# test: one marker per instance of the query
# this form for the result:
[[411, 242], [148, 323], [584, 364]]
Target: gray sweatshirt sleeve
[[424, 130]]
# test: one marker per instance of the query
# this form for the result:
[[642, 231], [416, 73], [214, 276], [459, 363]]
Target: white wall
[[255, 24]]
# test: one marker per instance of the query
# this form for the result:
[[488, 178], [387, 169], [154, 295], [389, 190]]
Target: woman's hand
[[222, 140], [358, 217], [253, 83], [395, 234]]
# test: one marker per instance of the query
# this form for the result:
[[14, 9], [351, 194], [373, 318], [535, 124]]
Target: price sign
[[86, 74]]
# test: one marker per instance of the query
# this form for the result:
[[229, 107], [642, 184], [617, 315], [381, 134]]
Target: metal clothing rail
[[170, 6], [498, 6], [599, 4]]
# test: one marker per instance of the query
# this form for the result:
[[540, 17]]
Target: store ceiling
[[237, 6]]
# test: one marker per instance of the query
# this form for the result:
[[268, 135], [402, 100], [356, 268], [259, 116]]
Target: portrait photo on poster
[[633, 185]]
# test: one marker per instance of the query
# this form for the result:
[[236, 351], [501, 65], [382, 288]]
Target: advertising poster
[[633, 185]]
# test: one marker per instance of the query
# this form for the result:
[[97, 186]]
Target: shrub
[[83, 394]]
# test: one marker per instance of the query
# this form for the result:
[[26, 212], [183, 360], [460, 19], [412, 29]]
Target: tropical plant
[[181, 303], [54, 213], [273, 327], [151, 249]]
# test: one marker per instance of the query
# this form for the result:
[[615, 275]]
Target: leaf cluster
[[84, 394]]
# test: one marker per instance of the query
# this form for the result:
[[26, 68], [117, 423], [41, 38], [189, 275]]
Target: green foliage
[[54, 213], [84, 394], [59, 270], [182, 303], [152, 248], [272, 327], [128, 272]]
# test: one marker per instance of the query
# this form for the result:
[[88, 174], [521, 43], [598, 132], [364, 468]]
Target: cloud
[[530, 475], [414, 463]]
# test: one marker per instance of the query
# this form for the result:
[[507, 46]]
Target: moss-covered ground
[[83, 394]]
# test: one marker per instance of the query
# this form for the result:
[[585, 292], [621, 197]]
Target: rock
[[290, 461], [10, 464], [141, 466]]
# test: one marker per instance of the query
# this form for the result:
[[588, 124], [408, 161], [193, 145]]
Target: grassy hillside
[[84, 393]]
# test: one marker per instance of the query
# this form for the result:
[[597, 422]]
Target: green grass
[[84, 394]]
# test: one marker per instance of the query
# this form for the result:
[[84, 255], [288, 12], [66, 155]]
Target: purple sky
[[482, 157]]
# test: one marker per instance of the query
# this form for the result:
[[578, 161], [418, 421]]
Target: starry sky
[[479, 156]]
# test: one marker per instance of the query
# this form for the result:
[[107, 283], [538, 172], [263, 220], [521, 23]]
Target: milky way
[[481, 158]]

# # # # # # #

» **Exercise instructions**
Print the data above exactly as it reads.

» **Answer section**
# test: one marker per instance of the query
# this form for the result:
[[411, 242], [148, 323], [584, 364]]
Target: gray sweatshirt sleeve
[[424, 130]]
# test: one marker per instance of the query
# this form for the result:
[[642, 231], [416, 73], [214, 276], [459, 363]]
Target: white wall
[[255, 24]]
# test: one marker per instance of the query
# this form for the result:
[[488, 178], [387, 169], [154, 295], [389, 190]]
Target: woman's hand
[[222, 140], [358, 217], [253, 83], [395, 234]]
# test: one marker per instance of the query
# this form for the result:
[[14, 9], [351, 194], [373, 318], [535, 124]]
Target: price sign
[[86, 74]]
# test: one marker per instance of the query
# this form for the result:
[[229, 107], [642, 184], [617, 315], [381, 134]]
Target: metal clothing rail
[[170, 6], [498, 6], [599, 4]]
# test: one marker per instance of the query
# this form for the result:
[[540, 17]]
Target: store ceiling
[[237, 6]]
# test: one marker per instance of the query
# this form for the result:
[[268, 135], [402, 100], [356, 268], [259, 116]]
Target: portrait photo on poster
[[633, 185]]
# test: one marker per instance of the query
# this form for the result:
[[236, 351], [501, 65], [382, 288]]
Target: advertising poster
[[633, 185]]
# test: one marker per instance of the query
# this form for the result:
[[97, 186]]
Target: shrub
[[83, 394]]
# test: one marker per instance of the query
# this form for the result:
[[26, 212], [183, 360], [460, 19], [412, 29]]
Target: tropical plant
[[181, 303], [54, 213], [273, 327], [151, 249]]
# test: one marker per instance of the query
# this form for the result:
[[615, 275]]
Target: leaf cluster
[[84, 394]]
# test: one marker per instance of the query
# this form for the result:
[[26, 68], [117, 423], [41, 38], [189, 275]]
Target: green foliage
[[54, 213], [84, 394], [59, 270], [182, 303], [152, 248], [272, 327], [128, 272]]
# test: one marker per instance of the query
# this form for the result:
[[88, 174], [521, 43], [598, 132], [364, 468]]
Target: cloud
[[530, 475], [414, 463]]
# test: one marker per instance of the query
# this form for the result:
[[507, 46]]
Target: moss-covered ground
[[83, 394]]
# test: one marker per instance of the query
# this form for the result:
[[585, 292], [621, 197]]
Target: rock
[[290, 461], [10, 464], [141, 466]]
# test: one marker per instance of the query
# this form for the result:
[[588, 124], [408, 161], [193, 145]]
Target: grassy hillside
[[84, 393]]
# test: one marker per instance of the query
# this form for the result:
[[597, 422]]
Target: green grass
[[84, 394]]
# test: one marker per instance of the query
# this form for the result:
[[84, 255], [288, 12], [66, 155]]
Target: purple sky
[[482, 157]]
# test: one marker per instance of the query
# this form for the result:
[[578, 161], [418, 421]]
Target: starry sky
[[479, 156]]
# test: one marker per instance of the query
# this form for the result:
[[107, 283], [538, 172], [263, 220], [521, 23]]
Target: milky way
[[481, 158]]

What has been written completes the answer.